§ Description of the task
Reproduce the listing below word for word, leaving out the pictures.

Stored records
╭──
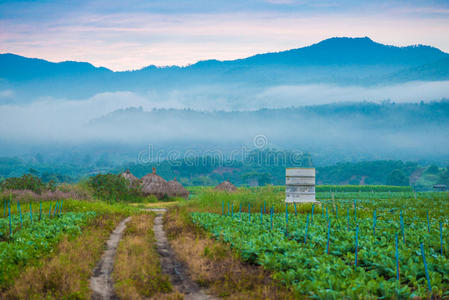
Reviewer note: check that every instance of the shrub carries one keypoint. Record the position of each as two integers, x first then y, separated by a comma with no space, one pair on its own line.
114,187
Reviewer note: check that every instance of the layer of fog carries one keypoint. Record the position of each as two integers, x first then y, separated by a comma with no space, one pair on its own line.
72,122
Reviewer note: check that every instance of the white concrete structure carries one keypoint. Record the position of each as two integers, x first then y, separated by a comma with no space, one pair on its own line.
300,185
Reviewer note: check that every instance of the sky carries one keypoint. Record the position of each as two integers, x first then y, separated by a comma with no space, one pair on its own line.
127,35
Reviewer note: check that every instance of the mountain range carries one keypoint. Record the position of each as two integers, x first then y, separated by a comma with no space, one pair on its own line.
336,61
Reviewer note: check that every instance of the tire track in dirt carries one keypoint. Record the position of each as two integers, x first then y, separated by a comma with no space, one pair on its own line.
101,283
171,266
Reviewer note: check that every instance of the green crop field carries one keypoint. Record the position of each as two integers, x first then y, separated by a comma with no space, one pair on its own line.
354,244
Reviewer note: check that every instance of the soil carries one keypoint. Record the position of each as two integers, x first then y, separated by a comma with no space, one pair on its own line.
101,283
171,266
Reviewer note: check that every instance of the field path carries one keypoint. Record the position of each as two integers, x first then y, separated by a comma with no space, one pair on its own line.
171,266
101,282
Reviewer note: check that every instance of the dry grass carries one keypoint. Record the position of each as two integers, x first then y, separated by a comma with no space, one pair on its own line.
155,204
65,274
137,271
214,266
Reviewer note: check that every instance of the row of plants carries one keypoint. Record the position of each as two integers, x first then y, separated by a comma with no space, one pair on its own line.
35,239
306,262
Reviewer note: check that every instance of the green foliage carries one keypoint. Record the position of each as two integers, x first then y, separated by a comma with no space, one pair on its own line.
114,187
397,177
34,240
308,269
27,182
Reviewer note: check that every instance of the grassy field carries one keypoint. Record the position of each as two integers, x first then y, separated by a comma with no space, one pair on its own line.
233,247
58,253
295,248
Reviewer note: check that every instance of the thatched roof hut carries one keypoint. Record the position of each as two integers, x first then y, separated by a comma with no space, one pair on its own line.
133,180
226,186
153,184
177,190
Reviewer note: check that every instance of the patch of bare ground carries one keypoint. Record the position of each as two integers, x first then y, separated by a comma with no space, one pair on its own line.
101,282
137,271
171,266
214,266
65,274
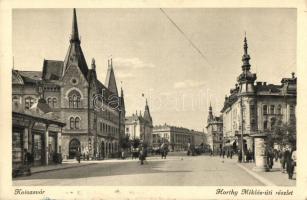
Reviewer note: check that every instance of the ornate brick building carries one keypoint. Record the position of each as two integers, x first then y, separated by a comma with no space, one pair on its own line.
214,131
177,137
94,113
253,108
138,126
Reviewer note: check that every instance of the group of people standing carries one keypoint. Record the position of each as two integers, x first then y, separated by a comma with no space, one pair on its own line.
287,157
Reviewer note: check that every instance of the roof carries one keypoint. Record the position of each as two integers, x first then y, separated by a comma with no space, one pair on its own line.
52,69
27,76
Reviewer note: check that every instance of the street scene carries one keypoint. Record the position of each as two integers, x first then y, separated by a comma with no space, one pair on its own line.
178,102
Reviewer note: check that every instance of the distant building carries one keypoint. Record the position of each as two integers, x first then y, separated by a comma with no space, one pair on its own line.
94,113
258,106
140,127
177,137
214,131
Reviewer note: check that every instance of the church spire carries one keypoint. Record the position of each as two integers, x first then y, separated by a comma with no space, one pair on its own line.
74,31
110,79
74,54
245,58
147,115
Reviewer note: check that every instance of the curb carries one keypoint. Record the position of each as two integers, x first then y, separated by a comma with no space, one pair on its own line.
55,169
255,175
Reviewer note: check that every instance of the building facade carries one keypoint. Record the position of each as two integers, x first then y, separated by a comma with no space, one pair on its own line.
94,113
256,107
140,127
177,137
214,131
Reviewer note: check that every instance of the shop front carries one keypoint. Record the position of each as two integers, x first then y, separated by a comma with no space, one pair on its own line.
36,135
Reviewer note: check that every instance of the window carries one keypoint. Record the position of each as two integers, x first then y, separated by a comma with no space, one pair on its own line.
74,123
74,98
54,102
253,124
15,102
279,109
265,109
273,120
265,125
292,110
272,109
29,101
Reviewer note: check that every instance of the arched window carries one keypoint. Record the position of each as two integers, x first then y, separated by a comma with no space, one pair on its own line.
╰──
§ Finished task
Reviewer note: check that every instance of the shrub carries one keypoint. Record the position of each as two integers, x first then y, separated by a comma with no space, one pair on its own line.
114,187
Reviewer note: check that every instance of the layer of fog carries one keypoint. Record the position of each as two integers, x first then y, separated by a comma with no space, one pair on its own line.
72,122
Reviewer note: check that every instance of the white concrete structure carries one keypoint. Record the position of each as two integers, x first then y, separated by a comma with no space, one pair on its own line.
300,185
Reviewer note: check that every instance of the sky carries one keypoint. Record the position of each as two integers, x first then y, separated by a comma with no space, one pair on its own line.
127,35
Reviewer note: check that every instance of the mountain range carries one keypoint. Record the position of each as two integers, x first then y, separated by a comma with no space, one pair on its own line.
336,61
Reviewer note: check that every instance of the tire track in dirt carries one keypoint. Record the position of each as two integers, x first then y, separated by a comma with no space, one pair on its own line.
101,283
171,266
Reviewer note: check that every instance of the green crop field carries one keypoint. Record the position of each as two integers, x first then y, separated by a comma with no space, one pair on its own line.
354,244
Reviewer note: check that every instance of the soil carries one keypoint. Record the position of each as two integers, x first then y, separated by a comma with no space, one pair on its own line.
101,283
171,266
Reviewer note: check that every instance of the field path carries one keypoint. Record the position of each as two integers, x first then y, separated by a comma with no space, one pair on its own line.
171,266
101,282
Reviewer note: check that every instance of the dry grass carries one keypoint. Record the position of each as two integers, x first then y, separated by a comma with no space, one pair on its own line.
155,204
65,274
137,271
214,266
Reviewer note: check that every instance of the row of plants carries one keypoint. Record the position of each as two integers, x first then y, separated by a comma with no space, one pair on its own line.
35,239
306,262
Reviewer note: check that every instance of the green foliage carries one keypoint. Record the position of each as two integers, x first then y, separated by a comma with no space, one pair on its own line.
114,187
397,177
34,240
308,269
27,182
Reviewer note: check that every instance of the grassy field carries one keypoint. Record the position of each as two integers, x first then y, separated by a comma with no space, one pair on its own line.
233,247
58,253
295,248
Reviewer note: check that every instance of the thatched roof hut carries one keypoint. Record the position of each as two integers, x first then y, separated by a comma with no space, one pair on its own line.
133,180
226,186
153,184
177,190
Reviewer note: check that every instance of the patch of bare ground carries one keypoint. Record the position of each as two integers, x first then y, separated by a comma with no space, one pair on its own line.
101,282
137,271
171,266
214,266
65,274
Reviewer note: check that every instance of the ornate brick building carries one keypoint. Record the position of each as two integers, x first then y, separated by a comma with no space, one pair on its own line.
214,131
177,137
94,113
253,108
138,126
Reviewer note: check that every instance of the group of people standing carries one keypoint. Record the position of each as two integers, x first then y, separated by a comma with no space, one pair on its own line.
287,157
Reviewer note: check that every instance of the roof carries one keypoint. Record the position of each as two integers, x first then y, separated by a comma with no space, one pair on its own line.
52,69
27,76
Reviewer note: check that every instance of the street scene carries one keypoint. Record the position of each as two integers, x first then y, separated by a comma with no space, one pair on its own line.
178,102
Reviewer note: check that every instance of the distant building carries one keypoint. Record the position of each as two integers, x first then y, separated by a comma with no space, one pair on its own line.
94,113
258,106
140,127
177,137
214,131
Reviewer note: check that every instance of the church spire carries one keypoint. Record the position of each as two integers, x first then y, separated by a comma with no space, one pair on its own line.
74,31
110,79
74,54
245,58
147,115
Reviewer note: check that every instance of the curb carries one keypoint. Record the position of each as two integers, x first then y, separated by a comma with no space, one pair on its own line.
55,169
255,175
Reviewer note: check that every instance of the building facade carries one keypoint. Record the position of each as two integers, x first then y, separated by a comma with no space, one pair on its own line.
94,113
256,107
140,127
177,137
214,131
Reviewer note: check that every instance of the shop front carries one keypoint. Record the position of each as two integers, x first then y, separated by a comma with no space, one pair on its own line.
36,135
Reviewer note: check that every instance of the window carries one keypoint. Record the position of each as two integers, x first then y, separated by a comma with no space, one pair on its own line.
74,123
74,98
54,102
253,124
15,102
279,109
265,109
273,120
265,125
292,110
272,109
29,101
Reviewer note: check that every instance of the arched window carries one keypoint. Record the position of each as two integers, x first then y, separated by a comma with no space, one pair on its own line.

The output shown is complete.